• Short task A: Report each line of the listing that contains the string "white", treating uppercase and lowercase as different.

• Selected extract:
R. v. Wiggins, [1990] 1 S.C.R. 62
Lewis Anthony Wiggins Appellant
v.
Her Majesty The Queen Respondent
indexed as: r. v. wiggins
File No.: 20993.
1989: October 5; 1990: January 25.
Present: Dickson C.J. and Lamer, La Forest, L'Heureux‑Dubé, Sopinka, Gonthier and McLachlin JJ.
on appeal from the court of appeal for british columbia
Constitutional law -- Charter of Rights -- Unreasonable search and seizure -- Evidence obtained by electronic surveillance conducted without authorization -- Conversation recorded with consent of a party to it ‑‑ Recording entered into evidence conversation -- Whether or not either s. 178.11(2)(a) or s. 178.16(1)(b) infringed Charter right to freedom from unreasonable search and seizure -- If so, whether or not justified by s. 1 of the Charter -- Criminal Code, R.S.C. 1970, c. C-34, ss. 178.11(2)(a), 178.16(1)(b) ‑‑ Canadian Charter of Rights and Freedom, ss. 1, 8, 24(2).
Evidence -- Admissibility -- Evidence obtained by electronic surveillance conducted without authorization -- Conversation recorded with consent of a party to it -- Recording entered into evidence conversation ‑‑ Whether or not either s. 178.11(2)(a) or s. 178.16(1)(b) infringed Charter right to freedom from unreasonable search and seizure -- If so, whether or not justified by s. 1 of the Charter .
Criminal Law -- Electronic surveillance -- Authorizations -- Evidence obtained by electronic surveillance conducted without authorization ‑‑ Conversation recorded with consent of a party to it -- Recording entered into evidence conversation -- Whether or not either s. 178.11(2)(a) or s. 178.16(1)(b) infringed Charter right to freedom from unreasonable search and seizure -- If so, whether or not justified by s. 1 of the Charter .

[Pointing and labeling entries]
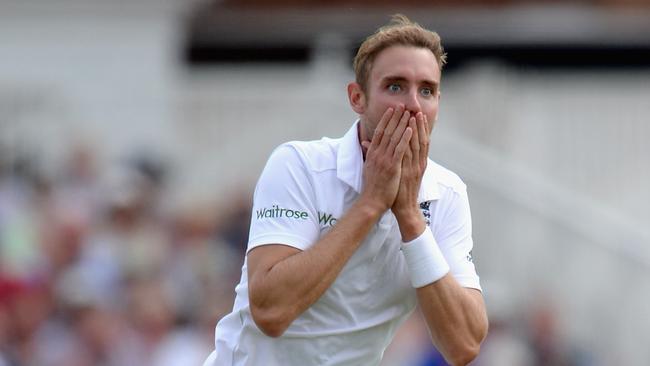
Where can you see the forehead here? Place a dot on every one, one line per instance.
(411, 63)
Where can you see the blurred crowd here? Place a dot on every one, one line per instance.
(96, 270)
(102, 268)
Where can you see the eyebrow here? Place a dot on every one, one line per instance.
(396, 78)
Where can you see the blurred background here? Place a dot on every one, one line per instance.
(132, 134)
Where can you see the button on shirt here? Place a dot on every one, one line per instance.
(304, 189)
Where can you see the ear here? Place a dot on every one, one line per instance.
(357, 97)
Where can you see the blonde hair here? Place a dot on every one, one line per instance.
(399, 31)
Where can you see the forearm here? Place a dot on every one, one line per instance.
(279, 294)
(456, 318)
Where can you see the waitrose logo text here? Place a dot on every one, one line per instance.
(275, 211)
(278, 212)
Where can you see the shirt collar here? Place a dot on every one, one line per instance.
(349, 167)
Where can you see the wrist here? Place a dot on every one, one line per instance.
(424, 259)
(411, 223)
(371, 208)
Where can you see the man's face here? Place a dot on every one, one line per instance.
(401, 75)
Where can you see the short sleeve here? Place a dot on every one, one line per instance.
(283, 203)
(454, 236)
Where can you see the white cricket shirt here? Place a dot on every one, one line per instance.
(303, 190)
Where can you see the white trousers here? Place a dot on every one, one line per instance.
(210, 360)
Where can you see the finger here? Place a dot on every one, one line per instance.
(427, 125)
(392, 126)
(403, 145)
(415, 142)
(399, 131)
(424, 136)
(381, 127)
(424, 141)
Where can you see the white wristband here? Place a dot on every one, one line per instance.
(424, 259)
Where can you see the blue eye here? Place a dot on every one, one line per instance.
(394, 88)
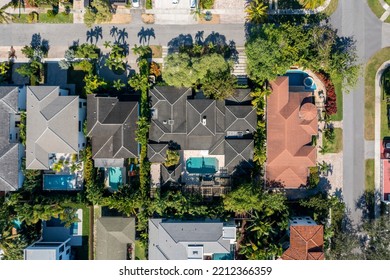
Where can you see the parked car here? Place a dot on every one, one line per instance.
(135, 3)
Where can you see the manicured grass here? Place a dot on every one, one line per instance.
(337, 145)
(376, 7)
(369, 78)
(43, 18)
(370, 187)
(82, 251)
(156, 51)
(332, 7)
(339, 99)
(140, 253)
(385, 129)
(370, 181)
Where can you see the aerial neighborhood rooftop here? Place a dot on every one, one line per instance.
(194, 130)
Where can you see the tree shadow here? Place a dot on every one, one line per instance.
(94, 34)
(38, 43)
(145, 35)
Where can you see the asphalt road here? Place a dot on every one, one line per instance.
(354, 18)
(65, 34)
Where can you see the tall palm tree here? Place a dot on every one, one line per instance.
(4, 16)
(311, 4)
(256, 11)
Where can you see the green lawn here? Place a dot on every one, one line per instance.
(140, 253)
(332, 7)
(369, 78)
(43, 18)
(82, 251)
(337, 145)
(376, 7)
(370, 186)
(339, 93)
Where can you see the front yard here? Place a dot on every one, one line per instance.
(336, 145)
(370, 72)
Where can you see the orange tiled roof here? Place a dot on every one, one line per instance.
(306, 243)
(291, 122)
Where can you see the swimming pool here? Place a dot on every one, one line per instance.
(59, 182)
(297, 78)
(202, 165)
(115, 177)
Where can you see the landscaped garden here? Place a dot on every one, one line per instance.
(369, 77)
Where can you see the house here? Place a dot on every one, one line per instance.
(112, 126)
(191, 240)
(54, 126)
(56, 241)
(115, 238)
(306, 240)
(214, 137)
(12, 101)
(291, 125)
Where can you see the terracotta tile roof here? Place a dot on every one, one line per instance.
(291, 122)
(306, 243)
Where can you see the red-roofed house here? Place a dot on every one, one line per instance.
(291, 124)
(306, 240)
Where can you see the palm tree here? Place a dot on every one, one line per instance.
(4, 16)
(311, 4)
(256, 11)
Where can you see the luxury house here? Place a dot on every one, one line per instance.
(214, 138)
(112, 125)
(291, 126)
(115, 238)
(306, 240)
(55, 136)
(54, 125)
(191, 240)
(12, 101)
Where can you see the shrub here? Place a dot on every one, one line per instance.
(51, 13)
(314, 177)
(33, 17)
(330, 104)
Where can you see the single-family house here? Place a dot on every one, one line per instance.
(191, 240)
(291, 125)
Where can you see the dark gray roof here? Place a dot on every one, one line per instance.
(52, 125)
(203, 124)
(157, 152)
(171, 175)
(112, 125)
(112, 236)
(9, 149)
(170, 239)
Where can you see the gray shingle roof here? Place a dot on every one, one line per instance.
(112, 236)
(203, 124)
(112, 124)
(9, 149)
(170, 239)
(52, 125)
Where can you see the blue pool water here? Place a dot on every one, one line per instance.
(222, 256)
(115, 177)
(58, 182)
(296, 77)
(202, 165)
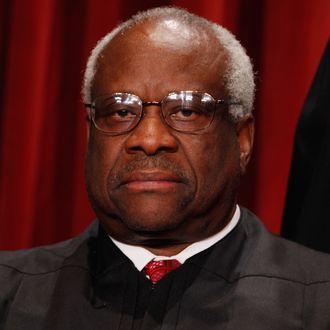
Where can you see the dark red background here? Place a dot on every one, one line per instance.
(44, 47)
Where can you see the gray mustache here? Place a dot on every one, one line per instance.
(148, 163)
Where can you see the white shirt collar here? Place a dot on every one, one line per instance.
(141, 256)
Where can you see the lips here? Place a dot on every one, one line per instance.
(150, 180)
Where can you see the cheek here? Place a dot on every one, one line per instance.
(101, 157)
(214, 159)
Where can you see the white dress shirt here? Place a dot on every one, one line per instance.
(141, 256)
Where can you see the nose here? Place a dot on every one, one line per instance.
(152, 135)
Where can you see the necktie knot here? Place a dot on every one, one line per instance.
(157, 269)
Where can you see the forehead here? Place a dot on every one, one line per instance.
(154, 58)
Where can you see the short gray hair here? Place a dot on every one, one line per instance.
(239, 76)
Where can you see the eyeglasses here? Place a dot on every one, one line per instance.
(184, 111)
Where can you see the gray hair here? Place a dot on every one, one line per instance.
(239, 76)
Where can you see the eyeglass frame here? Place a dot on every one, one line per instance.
(91, 114)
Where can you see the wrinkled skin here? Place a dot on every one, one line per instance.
(202, 170)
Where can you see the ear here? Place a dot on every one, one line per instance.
(245, 135)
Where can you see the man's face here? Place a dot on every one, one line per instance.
(154, 185)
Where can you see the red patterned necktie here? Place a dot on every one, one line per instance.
(156, 270)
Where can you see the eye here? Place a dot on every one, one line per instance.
(186, 114)
(124, 113)
(118, 113)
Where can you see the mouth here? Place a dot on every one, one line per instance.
(150, 180)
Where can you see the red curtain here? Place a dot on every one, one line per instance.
(44, 47)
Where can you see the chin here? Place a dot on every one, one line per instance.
(156, 221)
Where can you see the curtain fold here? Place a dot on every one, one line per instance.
(44, 47)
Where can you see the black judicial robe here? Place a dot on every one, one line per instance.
(249, 280)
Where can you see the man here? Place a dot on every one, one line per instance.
(169, 98)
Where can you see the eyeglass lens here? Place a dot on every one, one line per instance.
(183, 111)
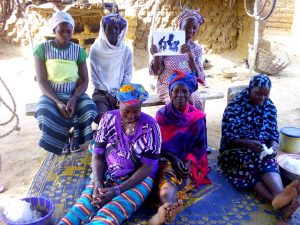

• Short task B: Name every judge listed as present in the case header.

• Worked answer A:
Where can you see the white cricket shirt here? Place a dot on every one, one line per instance.
Where can you see the white trousers here? Place a dot on every one, one line per instance.
Where can you see the white wristband here? Place a dot on every one, one line per instance.
Where can you see the white shirt collar here? Place a dot on every one, one line per instance.
Where can you see the white dress shirt here? Place a dot on every one, one line per instance.

• Worked answer B: Dickson C.J., Lamer, La Forest, L'Heureux‑Dubé, Sopinka, Gonthier, McLachlin